* [SUPPLIED PASSAGE]
+ + + +
Yet, abruptly, Theroux’s narration immediately calls Shirley a “self-created victim of the hate she had sowed.”

Theroux misses the point. Shirley’s pain is no different — and no more about “hate” — than that shared by parents of nonbelieving children shunned by other insular religious groups, such as Amish Christians or ultra-Orthodox Jews.

This standout moment with Shirley is also one of the few in-depth interactions Theroux seems to have had with members, whom we see chiefly in the midst of their picketing ministry. For sure, this adds to the film’s energy, but it shows us little of the inner world of a community with uncompromising norms.

The few exceptions are Theroux’s chats with Jael (Phelps) Holroyd, who talks to him so warily about her British husband that the filmmaker teases her gently. We get the impression that Holroyd has nothing to say. But I’ve had extended conversations with Jael, on film (above), about the church’s empathy toward outsiders. She doesn’t mind speaking earnestly and emotionally about struggling with her doctrinal commitments.

Megan’s brother Sam Phelps is also shown in a combative, rather unproductive exchange with Theroux. Yet in my research I’ve known Sam to show other sides of himself and his Christian ethics when given a chance.


As “Surviving” winds down, Theroux concludes that the church has “slightly diluted” its message, implying that this has helped WBC attract new members to make up for those who have left. In fact, there is clear evidence that Westboro Baptists have been strategically refashioning their message, rebranding their website and modifying their picket signs to include more about, for instance, Jesus and love. The church’s eight elders (not seven, as Theroux reports) have also profoundly changed its internal discourse.
+ + + +
Revise the review of Theroux's film from "The few exceptions" up to and including "given a chance.", replacing "combative" with "heated".

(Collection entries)
+ + + +
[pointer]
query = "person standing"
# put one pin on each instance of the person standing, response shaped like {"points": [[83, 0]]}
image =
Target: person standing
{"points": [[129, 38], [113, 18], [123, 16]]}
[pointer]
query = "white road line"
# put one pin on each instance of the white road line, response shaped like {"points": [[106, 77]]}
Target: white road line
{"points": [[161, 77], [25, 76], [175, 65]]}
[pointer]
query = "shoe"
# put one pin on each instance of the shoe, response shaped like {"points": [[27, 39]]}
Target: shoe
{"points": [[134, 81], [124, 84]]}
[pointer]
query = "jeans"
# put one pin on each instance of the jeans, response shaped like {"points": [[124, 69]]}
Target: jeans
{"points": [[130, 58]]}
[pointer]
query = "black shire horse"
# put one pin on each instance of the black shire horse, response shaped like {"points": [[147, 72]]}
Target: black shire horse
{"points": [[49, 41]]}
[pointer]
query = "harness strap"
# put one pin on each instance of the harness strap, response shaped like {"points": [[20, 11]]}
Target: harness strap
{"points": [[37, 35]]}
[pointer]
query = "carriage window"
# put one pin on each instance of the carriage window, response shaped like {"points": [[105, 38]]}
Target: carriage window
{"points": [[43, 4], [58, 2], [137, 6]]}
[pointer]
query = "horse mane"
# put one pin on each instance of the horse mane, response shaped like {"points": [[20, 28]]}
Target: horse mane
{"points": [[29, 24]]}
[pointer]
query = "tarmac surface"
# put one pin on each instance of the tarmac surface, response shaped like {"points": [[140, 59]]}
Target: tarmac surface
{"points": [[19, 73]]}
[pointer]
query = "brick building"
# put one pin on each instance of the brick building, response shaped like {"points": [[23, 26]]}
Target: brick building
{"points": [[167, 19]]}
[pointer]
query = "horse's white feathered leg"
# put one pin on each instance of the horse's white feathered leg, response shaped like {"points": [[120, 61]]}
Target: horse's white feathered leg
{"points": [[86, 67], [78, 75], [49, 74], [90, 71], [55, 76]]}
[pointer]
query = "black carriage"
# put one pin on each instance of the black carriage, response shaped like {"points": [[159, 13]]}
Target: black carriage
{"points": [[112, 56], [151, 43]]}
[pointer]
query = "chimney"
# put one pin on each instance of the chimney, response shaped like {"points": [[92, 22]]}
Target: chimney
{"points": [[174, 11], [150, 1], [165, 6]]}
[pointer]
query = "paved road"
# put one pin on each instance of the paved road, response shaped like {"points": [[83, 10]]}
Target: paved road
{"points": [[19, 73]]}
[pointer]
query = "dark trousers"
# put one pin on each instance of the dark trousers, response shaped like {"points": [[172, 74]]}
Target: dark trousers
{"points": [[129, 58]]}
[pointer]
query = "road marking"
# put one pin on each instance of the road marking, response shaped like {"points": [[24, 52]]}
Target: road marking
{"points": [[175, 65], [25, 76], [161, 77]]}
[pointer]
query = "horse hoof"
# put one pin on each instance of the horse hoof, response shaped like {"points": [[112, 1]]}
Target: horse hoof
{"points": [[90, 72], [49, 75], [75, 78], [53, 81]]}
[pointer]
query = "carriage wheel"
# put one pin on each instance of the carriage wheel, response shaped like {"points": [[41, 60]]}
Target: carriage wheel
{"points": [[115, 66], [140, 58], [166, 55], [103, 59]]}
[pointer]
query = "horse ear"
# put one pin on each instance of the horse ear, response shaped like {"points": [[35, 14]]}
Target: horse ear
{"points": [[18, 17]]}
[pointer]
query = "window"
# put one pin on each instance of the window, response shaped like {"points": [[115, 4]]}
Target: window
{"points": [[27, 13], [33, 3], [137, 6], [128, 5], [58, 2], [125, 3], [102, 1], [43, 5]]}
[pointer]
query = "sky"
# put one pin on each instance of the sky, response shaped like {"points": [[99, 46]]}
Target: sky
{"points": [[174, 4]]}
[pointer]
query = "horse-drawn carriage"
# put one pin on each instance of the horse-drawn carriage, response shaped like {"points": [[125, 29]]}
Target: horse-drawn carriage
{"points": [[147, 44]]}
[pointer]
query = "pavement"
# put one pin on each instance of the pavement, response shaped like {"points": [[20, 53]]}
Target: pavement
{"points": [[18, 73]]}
+ + + +
* [SOLUTION FOR THIS PROBLEM]
The few exceptions are Theroux’s chats with Jael (Phelps) Holroyd, who talks to him so warily about her British husband that the filmmaker teases her gently. We get the impression that Holroyd has nothing to say. But I’ve had extended conversations with Jael, on film (above), about the church’s empathy toward outsiders. She doesn’t mind speaking earnestly and emotionally about struggling with her doctrinal commitments.

Megan’s brother Sam Phelps is also shown in a heated, rather unproductive exchange with Theroux. Yet in my research I’ve known Sam to show other sides of himself and his Christian ethics when given a chance.